Text >>
■ ■ ■
Encode::Registry - Registry file handling for character encodings

=head1 SYNOPSIS

    use Encode::Registry;

    $enc = Encode::Registry->find_encoding($enc_name);
    $uni_str = $enc->decode($byte_str);
    $byte_str = $enc->encode($uni_str);

=head1 DESCRIPTION

The C<Encode> module provides a Perl interface to the cross-architecture
registry of character encoding information. This registry takes the form of an
XML file containing information about encoding files, their types and handlers
for different file types on different platforms (or programming environments).

=head2 Encoding Types

=head2 Locating the Registry file

Having a central registry for encodings is very useful, assuming you can find it.
But tracking down such a registry given that it may be shared by many programming
environments, is not easy.

On the Windows platform, this module will look for the registry file in the system
registry under the following key

    HKEY_LOCAL_MACHINE\SOFTWARE\Mapping\Registry\File

which is held as a string.
■ ■ ■
Listed records >>
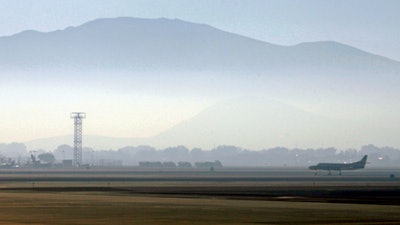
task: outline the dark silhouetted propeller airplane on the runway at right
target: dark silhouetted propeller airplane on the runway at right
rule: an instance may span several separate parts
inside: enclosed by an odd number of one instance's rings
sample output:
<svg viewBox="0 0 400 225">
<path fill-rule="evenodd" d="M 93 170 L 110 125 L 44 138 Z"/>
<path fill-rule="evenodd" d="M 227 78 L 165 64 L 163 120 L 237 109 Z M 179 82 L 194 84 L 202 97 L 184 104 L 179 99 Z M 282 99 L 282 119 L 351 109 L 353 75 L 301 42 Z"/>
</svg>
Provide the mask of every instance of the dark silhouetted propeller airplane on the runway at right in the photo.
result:
<svg viewBox="0 0 400 225">
<path fill-rule="evenodd" d="M 328 170 L 331 175 L 331 170 L 339 171 L 339 175 L 342 175 L 342 170 L 357 170 L 364 169 L 367 163 L 367 155 L 354 163 L 318 163 L 317 165 L 310 166 L 308 169 L 316 170 L 314 175 L 317 175 L 318 170 Z"/>
</svg>

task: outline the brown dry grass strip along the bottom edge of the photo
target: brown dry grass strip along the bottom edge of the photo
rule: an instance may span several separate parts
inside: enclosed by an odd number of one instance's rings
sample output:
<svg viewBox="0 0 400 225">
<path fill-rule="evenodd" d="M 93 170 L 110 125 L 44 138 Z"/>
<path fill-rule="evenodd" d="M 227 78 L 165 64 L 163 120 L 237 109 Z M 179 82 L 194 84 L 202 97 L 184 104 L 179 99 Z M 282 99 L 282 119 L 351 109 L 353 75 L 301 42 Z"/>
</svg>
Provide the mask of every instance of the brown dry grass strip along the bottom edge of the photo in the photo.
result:
<svg viewBox="0 0 400 225">
<path fill-rule="evenodd" d="M 0 224 L 400 224 L 400 206 L 0 192 Z"/>
</svg>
■ ■ ■
Actions to take >>
1. Write out the part of the Encode::Registry documentation from "On the Windows" to "as a string.".
2. According to the Encode::Registry documentation, under which key in the Windows system registry does the module look for the registry file?
3. Continue the Encode::Registry documentation from the point where it stops.

Outputs for the tasks >>
1.
On the Windows platform, this module will look for the registry file in the system
registry under the following key

    HKEY_LOCAL_MACHINE\SOFTWARE\Mapping\Registry\File

which is held as a string.

2. HKEY_LOCAL_MACHINE\SOFTWARE\Mapping\Registry\File

3.
Failing this, and on other systems, the module will examine the C<MAPPINGPATH>
environment variable and look in each directory listed for a file C<REGISTRY.xml>.
Directories in the environment variable are separated by a ;

=head1 MODULE

To use the module, simply C<use> it.

    use Encode::Registry

This will cause the C<import> subroutine to run which will search for a REGISTRY.xml
and read it. If nothing is found, then nothing will be read.

To load the highest priority implementation of an encoding, use:

    $enc = Encode::Registry->find_encoding($enc_name);
    $utf8 = $enc->decode($bytes);
    $bytes = $enc->encode($utf8);

=head2 Methods

=head3 Encode::Registry->find_registry

Returns an absolute file name reference to the registry file, if it can find it.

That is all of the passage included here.